:: EXERCICE COURT 1 ::
Réécrivez le passage de l'article allant de « Dans le cas » jusqu'à « piste du braqueur. », en y remplaçant « hélicoptère » par « hydravion ».

:: ARTICLE ::
···

Mots-clés : procédure pénale • nullité  • acte d’investigation  • secret des sources  • journalistes

Dans le cas d’un acte d’investigation réalisé en violation des règles protégeant le secret des sources des journalistes, une requête en nullité formée par l’un d’eux doit être rejetée s’ils n’ont pas par ailleurs la qualité de partie à la procédure. Cette exclusion est conforme aux droits et libertés que la Constitution garantit.


 

La question posée au Conseil constitutionnel trouvait son origine dans l’évasion spectaculaire de Redoine Faïd, exfiltré à bord d’un hélicoptère du centre pénitentiaire où il était détenu, et plus précisément, dans le documentaire télévisé qu’une journaliste consacra à cette affaire. En effet, la police aurait – à en croire un quotidien national - profité de la réalisation de ce documentaire pour surveiller la journaliste, en espérant trouver des indices permettant de remonter la piste du braqueur.

La journaliste, scandalisée par cette surveillance, aurait souhaité la critiquer et la contester. Elle prétendait pour cela s’appuyer sur les articles 60-1 N° Lexbase : L7995MBQ et 100-5 N° Lexbase : L1325MAC du Code de procédure pénale qui interdisent, à peine de nullité, de verser au dossier de la procédure les éléments obtenus par une réquisition prise en violation du secret des sources d'un journaliste, lequel est protégé par l'article 2 de la loi du 29 juillet 1881 N° Lexbase : Z62491KA, et de transcrire les correspondances avec un journaliste permettant d'identifier une source.

···

:: ENREGISTREMENTS DE DONNÉES ::
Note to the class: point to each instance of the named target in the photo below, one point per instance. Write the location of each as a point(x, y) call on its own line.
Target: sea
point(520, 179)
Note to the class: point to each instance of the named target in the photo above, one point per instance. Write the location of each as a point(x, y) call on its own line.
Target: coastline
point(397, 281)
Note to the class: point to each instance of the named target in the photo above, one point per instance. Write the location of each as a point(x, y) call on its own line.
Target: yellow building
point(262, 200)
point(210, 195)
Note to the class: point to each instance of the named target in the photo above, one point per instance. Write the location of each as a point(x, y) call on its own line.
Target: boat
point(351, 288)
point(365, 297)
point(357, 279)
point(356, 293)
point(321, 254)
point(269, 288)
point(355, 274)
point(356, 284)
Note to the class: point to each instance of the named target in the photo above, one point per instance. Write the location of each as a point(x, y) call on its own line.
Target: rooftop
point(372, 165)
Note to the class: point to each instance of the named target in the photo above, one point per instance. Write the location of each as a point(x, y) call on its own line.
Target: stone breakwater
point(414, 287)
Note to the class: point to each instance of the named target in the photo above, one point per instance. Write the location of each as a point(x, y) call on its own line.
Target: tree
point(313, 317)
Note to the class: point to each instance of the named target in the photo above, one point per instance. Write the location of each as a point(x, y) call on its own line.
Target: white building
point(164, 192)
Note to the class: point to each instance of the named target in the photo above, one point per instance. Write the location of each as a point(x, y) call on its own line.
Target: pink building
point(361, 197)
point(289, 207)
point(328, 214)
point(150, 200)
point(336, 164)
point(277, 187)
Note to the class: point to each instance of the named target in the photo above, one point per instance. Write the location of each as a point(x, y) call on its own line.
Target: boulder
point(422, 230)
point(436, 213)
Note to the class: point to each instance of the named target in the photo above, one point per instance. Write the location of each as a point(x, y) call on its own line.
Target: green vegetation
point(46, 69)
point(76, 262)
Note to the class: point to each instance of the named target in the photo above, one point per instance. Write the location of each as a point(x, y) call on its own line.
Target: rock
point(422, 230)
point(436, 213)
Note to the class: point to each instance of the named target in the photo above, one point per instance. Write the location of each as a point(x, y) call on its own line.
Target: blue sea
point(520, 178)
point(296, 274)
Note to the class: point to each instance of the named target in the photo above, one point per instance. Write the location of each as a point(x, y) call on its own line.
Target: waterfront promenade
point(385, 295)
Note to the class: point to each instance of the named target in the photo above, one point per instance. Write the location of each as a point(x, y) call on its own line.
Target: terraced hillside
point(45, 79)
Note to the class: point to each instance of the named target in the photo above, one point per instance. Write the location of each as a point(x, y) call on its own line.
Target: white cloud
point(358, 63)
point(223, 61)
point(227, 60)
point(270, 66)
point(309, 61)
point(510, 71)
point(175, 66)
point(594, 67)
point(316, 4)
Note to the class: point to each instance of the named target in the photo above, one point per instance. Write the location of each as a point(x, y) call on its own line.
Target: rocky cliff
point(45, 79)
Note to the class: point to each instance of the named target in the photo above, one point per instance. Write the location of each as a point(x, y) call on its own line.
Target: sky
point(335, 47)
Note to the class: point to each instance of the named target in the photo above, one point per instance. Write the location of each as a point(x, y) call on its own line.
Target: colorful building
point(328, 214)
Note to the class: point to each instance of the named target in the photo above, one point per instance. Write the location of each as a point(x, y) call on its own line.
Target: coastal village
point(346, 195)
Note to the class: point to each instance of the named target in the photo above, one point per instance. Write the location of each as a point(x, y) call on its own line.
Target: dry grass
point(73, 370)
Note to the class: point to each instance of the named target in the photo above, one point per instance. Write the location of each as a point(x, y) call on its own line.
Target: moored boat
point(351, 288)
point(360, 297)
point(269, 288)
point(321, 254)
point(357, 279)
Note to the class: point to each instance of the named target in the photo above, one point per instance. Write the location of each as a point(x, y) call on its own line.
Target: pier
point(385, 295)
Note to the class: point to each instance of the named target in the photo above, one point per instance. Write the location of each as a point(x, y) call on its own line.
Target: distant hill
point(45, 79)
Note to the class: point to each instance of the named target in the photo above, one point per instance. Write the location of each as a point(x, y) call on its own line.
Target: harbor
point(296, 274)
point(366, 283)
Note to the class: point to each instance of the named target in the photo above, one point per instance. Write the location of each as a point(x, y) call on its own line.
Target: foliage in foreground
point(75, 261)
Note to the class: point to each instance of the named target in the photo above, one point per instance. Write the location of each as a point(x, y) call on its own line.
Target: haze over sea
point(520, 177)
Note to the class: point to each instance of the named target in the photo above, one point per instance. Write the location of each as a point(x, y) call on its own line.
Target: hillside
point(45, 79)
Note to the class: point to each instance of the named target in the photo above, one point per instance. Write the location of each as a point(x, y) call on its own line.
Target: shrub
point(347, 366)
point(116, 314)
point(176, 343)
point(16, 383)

···

:: EXERCICE COURT 2 ::
Reproduisez les enregistrements depuis leur début jusqu'à la ligne contenant « point(520, 179) » incluse, consignes comprises. Multipliez chaque coordonnée des réponses par 0,25 et arrondissez à l'entier le plus proche, les demis vers le haut.

:: SOLUTION COMPLÈTE 1 ::
Dans le cas d’un acte d’investigation réalisé en violation des règles protégeant le secret des sources des journalistes, une requête en nullité formée par l’un d’eux doit être rejetée s’ils n’ont pas par ailleurs la qualité de partie à la procédure. Cette exclusion est conforme aux droits et libertés que la Constitution garantit.


 

La question posée au Conseil constitutionnel trouvait son origine dans l’évasion spectaculaire de Redoine Faïd, exfiltré à bord d’un hydravion du centre pénitentiaire où il était détenu, et plus précisément, dans le documentaire télévisé qu’une journaliste consacra à cette affaire. En effet, la police aurait – à en croire un quotidien national - profité de la réalisation de ce documentaire pour surveiller la journaliste, en espérant trouver des indices permettant de remonter la piste du braqueur.

:: SOLUTION COMPLÈTE 2 ::
Note to the class: point to each instance of the named target in the photo below, one point per instance. Write the location of each as a point(x, y) call on its own line.
Target: sea
point(130, 45)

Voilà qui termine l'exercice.